- Given task: Copy the lines of the listing from the one holding "find each toddler's face" through the one holding "[68,142,82,147]", inclusive, replacing "toddler's" with "child's" and leaving everything else unchanged.

##### Raw records

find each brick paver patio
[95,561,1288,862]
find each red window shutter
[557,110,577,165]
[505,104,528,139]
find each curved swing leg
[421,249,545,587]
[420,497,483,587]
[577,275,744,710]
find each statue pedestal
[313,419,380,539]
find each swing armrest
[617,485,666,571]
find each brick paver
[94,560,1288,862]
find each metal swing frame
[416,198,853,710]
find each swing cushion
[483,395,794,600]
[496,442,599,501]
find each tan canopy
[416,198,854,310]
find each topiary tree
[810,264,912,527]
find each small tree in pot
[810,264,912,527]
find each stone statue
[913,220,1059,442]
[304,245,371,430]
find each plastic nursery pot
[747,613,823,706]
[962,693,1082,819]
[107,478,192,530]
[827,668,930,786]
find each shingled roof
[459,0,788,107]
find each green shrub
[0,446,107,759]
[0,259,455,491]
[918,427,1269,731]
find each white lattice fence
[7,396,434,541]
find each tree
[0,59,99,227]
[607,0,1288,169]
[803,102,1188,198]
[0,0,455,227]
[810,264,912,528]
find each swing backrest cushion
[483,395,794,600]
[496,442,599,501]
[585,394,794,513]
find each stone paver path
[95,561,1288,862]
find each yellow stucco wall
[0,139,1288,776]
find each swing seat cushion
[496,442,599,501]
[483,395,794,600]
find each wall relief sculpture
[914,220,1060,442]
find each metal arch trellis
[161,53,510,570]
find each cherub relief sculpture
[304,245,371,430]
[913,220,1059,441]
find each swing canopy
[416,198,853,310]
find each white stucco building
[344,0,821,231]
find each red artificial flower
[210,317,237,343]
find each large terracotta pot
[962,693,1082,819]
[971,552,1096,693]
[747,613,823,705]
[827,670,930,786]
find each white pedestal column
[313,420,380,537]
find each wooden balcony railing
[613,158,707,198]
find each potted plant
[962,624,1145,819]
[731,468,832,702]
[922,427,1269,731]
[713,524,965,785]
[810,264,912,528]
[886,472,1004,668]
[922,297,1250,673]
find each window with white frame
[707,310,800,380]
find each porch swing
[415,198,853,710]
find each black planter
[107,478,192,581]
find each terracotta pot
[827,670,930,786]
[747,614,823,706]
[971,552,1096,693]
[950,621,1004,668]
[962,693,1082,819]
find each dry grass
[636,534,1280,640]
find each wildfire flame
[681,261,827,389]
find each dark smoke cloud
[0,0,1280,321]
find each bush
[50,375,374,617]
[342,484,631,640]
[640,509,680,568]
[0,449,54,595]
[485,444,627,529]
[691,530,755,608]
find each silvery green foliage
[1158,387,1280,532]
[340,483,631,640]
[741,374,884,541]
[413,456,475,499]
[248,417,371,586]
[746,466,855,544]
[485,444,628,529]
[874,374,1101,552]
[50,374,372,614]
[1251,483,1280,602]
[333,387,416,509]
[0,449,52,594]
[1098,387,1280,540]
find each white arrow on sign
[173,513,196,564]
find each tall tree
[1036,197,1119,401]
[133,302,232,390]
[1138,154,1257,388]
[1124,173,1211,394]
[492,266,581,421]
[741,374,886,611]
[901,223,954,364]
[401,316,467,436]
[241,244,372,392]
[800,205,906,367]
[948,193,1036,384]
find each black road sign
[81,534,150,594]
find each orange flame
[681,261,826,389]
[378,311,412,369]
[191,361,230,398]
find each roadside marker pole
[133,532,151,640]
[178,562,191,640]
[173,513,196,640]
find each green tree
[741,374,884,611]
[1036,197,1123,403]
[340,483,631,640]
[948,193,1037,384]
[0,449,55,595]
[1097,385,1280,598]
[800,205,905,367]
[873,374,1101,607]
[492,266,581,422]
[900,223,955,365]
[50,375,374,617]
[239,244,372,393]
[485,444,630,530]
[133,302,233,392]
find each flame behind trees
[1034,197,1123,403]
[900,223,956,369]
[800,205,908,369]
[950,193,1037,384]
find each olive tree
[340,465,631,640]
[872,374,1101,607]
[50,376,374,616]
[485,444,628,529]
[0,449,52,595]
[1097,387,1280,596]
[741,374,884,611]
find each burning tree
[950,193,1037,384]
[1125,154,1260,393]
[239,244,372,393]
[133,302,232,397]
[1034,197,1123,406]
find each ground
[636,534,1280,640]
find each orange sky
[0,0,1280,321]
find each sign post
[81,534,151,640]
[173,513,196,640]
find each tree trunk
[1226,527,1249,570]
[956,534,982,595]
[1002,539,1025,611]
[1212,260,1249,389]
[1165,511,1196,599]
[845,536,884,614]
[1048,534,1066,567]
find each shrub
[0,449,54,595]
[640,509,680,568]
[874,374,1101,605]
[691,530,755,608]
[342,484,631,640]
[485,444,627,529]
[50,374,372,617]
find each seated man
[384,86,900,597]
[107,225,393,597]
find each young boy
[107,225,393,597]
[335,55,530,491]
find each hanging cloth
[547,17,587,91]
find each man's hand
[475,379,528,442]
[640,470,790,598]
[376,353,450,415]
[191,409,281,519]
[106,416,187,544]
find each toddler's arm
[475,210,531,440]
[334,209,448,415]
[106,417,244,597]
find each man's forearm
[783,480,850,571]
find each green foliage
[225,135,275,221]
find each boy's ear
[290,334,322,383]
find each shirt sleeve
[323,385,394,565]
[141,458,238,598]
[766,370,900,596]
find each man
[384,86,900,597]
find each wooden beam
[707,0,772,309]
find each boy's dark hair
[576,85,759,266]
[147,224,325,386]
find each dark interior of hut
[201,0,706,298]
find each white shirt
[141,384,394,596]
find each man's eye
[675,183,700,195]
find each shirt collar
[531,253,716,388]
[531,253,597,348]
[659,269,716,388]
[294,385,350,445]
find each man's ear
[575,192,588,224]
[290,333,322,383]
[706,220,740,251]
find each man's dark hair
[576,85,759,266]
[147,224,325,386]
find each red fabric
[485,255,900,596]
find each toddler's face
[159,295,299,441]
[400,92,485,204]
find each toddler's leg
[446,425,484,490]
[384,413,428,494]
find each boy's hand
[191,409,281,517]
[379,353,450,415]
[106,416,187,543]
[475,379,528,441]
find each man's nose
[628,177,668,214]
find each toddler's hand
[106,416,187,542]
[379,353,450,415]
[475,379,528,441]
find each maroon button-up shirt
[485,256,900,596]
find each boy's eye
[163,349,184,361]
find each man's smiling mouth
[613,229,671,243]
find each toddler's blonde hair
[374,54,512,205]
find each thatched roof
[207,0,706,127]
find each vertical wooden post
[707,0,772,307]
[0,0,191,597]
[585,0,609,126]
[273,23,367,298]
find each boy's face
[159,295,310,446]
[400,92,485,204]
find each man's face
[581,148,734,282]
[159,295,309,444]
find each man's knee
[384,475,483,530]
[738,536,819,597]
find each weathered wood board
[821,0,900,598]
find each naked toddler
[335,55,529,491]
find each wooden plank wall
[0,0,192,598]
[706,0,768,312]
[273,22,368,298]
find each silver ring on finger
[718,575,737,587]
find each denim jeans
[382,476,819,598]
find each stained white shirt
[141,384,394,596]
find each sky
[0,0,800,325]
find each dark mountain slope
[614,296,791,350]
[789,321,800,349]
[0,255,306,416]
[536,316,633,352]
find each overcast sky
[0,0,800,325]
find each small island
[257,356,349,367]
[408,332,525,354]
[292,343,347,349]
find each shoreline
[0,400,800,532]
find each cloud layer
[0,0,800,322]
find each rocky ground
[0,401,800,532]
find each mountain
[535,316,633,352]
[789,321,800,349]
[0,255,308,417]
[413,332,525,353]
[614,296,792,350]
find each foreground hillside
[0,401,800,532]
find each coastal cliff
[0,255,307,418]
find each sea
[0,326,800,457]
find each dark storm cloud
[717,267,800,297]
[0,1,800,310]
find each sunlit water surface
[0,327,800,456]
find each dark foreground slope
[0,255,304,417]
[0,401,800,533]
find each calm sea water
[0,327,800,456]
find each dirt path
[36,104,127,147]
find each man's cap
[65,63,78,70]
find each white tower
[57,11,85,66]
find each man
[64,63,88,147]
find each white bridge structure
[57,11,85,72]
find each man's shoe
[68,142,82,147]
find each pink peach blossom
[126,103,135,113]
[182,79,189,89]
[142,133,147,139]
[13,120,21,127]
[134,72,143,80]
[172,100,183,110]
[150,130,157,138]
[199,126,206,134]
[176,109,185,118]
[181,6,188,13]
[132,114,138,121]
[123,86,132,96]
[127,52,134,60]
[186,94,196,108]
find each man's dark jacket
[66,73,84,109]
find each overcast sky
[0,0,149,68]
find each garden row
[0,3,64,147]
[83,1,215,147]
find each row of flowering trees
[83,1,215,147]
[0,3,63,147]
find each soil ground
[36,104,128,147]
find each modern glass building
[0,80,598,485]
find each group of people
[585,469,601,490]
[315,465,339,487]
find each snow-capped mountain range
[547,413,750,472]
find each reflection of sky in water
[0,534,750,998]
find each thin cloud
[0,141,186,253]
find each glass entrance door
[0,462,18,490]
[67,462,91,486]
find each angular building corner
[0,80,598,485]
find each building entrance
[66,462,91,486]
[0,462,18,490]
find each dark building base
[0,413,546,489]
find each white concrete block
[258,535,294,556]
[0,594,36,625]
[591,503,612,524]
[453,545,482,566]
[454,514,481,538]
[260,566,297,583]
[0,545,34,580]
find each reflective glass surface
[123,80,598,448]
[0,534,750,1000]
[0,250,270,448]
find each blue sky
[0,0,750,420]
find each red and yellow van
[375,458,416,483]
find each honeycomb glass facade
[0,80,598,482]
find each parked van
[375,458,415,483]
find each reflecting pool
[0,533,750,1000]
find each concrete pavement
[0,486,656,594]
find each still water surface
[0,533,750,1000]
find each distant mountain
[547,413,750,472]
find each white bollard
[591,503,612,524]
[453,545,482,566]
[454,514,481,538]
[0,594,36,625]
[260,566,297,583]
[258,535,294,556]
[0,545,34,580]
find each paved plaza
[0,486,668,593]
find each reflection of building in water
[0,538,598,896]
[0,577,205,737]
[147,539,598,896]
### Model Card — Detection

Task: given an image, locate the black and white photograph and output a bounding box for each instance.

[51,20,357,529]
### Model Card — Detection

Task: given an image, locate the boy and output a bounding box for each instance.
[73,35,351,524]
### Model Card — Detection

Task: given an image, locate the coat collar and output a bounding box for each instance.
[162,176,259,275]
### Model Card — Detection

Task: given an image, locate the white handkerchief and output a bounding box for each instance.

##########

- The answer:
find each child's face
[159,295,299,441]
[400,92,485,204]
find each child's leg
[446,425,484,490]
[384,413,428,494]
find each boy's hand
[191,409,281,517]
[379,353,450,415]
[106,416,187,543]
[475,379,528,441]
find each man's nose
[628,177,668,214]
find each child's hand
[106,416,187,542]
[379,353,450,415]
[475,379,528,441]
find each maroon button-up shirt
[485,256,900,596]
find each boy's eye
[163,349,184,361]
find each man's smiling mouth
[613,229,671,243]
find each child's blonde hair
[374,54,512,205]
find each thatched roof
[207,0,706,127]
find each vertical wooden post
[707,0,772,307]
[0,0,191,597]
[585,0,609,126]
[273,23,367,298]
find each boy's face
[159,295,310,446]
[400,92,485,204]
find each man's face
[581,148,734,282]
[159,295,309,444]
find each man's knee
[384,475,483,530]
[738,536,819,597]
find each weathered wood board
[821,0,900,598]
find each naked toddler
[335,55,529,491]
find each wooden plank wall
[0,0,192,598]
[706,0,768,312]
[273,22,368,298]
find each silver ring on finger
[718,575,737,587]
find each denim jeans
[382,476,819,598]
find each stained white shirt
[141,384,394,596]
find each sky
[0,0,800,325]
find each dark mountain slope
[614,296,791,350]
[789,321,800,349]
[0,255,306,416]
[536,316,633,352]
find each overcast sky
[0,0,800,325]
find each small island
[257,356,349,367]
[408,332,525,354]
[292,343,347,349]
find each shoreline
[0,400,800,532]
find each cloud layer
[0,0,800,322]
find each rocky ground
[0,401,800,532]
find each mountain
[535,316,633,352]
[789,321,800,349]
[0,255,308,417]
[413,332,525,353]
[614,296,792,350]
find each foreground hillside
[0,401,800,532]
find each coastal cliff
[0,255,307,418]
find each sea
[0,326,800,457]
find each dark storm cloud
[717,267,800,297]
[0,1,800,310]
find each sunlit water surface
[0,327,800,456]
find each dark foreground slope
[0,255,304,417]
[0,401,800,533]
find each calm sea water
[0,327,800,456]
find each dirt path
[36,104,127,147]
find each man's cap
[65,63,78,70]
find each white tower
[57,11,85,66]
find each man
[64,63,88,147]
find each white bridge structure
[57,11,85,72]
find each man's shoe
[68,142,82,147]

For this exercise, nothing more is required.